§ SET PROBLEM: Write out the data again in full, exactly as it reads.
═════ DATA SUPPLIED
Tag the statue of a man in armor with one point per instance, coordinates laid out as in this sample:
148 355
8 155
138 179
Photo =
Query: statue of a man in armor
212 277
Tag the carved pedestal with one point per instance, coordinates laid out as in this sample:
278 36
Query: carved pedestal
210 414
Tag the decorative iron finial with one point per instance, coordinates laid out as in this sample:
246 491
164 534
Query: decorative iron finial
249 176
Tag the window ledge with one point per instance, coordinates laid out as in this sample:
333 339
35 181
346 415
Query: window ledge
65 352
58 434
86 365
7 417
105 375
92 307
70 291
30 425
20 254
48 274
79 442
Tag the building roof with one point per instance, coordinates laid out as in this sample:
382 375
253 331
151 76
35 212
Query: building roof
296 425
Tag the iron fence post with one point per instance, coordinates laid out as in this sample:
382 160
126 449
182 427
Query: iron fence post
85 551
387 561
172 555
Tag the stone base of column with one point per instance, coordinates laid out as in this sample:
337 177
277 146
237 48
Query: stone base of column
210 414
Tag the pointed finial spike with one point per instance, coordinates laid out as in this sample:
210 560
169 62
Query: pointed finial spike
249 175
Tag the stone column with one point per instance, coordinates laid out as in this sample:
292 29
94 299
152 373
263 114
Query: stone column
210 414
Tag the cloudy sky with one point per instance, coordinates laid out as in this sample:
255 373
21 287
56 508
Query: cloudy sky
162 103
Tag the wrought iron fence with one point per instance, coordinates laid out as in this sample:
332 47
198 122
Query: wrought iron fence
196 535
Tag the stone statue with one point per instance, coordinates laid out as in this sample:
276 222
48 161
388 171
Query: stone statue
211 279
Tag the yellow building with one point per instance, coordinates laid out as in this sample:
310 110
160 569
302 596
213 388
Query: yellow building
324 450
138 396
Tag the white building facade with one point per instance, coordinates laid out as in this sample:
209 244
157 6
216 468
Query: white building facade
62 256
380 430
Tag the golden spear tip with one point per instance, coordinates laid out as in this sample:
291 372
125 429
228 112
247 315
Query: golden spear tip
══════════
§ OUTPUT OF THE TASK:
Tag the statue of a man in armor with one point per instance, coordinates laid out as in this sample:
148 355
8 155
138 179
Photo =
Query: statue of a man in armor
212 277
Tag the carved pedestal with one point per instance, coordinates laid out as in this sample:
278 36
Query: carved pedestal
210 414
Tag the decorative iron finial with one point per instance, coordinates laid out as in this sample:
246 491
164 534
Query: decorative iron finial
249 176
Tag the window ledge with one point per instance, coordinates laid out as in this sample:
333 339
35 181
346 415
Query: window ledge
65 352
58 434
86 365
7 417
105 375
92 307
70 291
30 425
20 254
48 274
79 442
Tag the building roof with one point per instance, coordinates laid out as in this sample:
382 375
253 331
151 76
35 212
Query: building roof
296 425
Tag the iron fence post with one point per instance, coordinates laid out as in this sample:
382 160
126 449
182 427
Query: iron fence post
85 551
387 561
172 555
Tag the stone base of column with one point per instance, coordinates laid out as in this sample:
337 177
277 146
237 48
Query: stone base of column
210 414
Tag the pointed finial spike with one point per instance, coordinates laid out as in this sample:
210 560
169 62
Query: pointed finial spike
249 175
Tag the stone column with one point per instance, coordinates laid out as in this sample:
292 29
94 299
152 373
263 114
Query: stone column
210 414
Tag the cloudy sky with one point per instance, coordinates laid out as in this sample:
255 373
21 287
56 508
Query: cloudy sky
162 103
Tag the wrought iron fence with one point per instance, coordinates laid out as in this sample:
332 47
198 122
Query: wrought iron fence
196 535
Tag the stone statue with one point per instance, coordinates laid out as in this sample:
276 222
48 161
388 171
Query: stone statue
211 279
Tag the yellow building with one point per instance, coordinates laid out as in this sample:
310 110
160 569
302 596
213 388
Query: yellow building
324 450
138 396
Tag the white building facade with one point per instance, coordinates laid out as in this sample:
209 244
157 6
216 468
Query: white building facade
62 256
380 430
Tag the golden spear tip with one point per instance, coordinates laid out as in this sample:
291 372
125 429
228 112
247 315
Query: golden spear tip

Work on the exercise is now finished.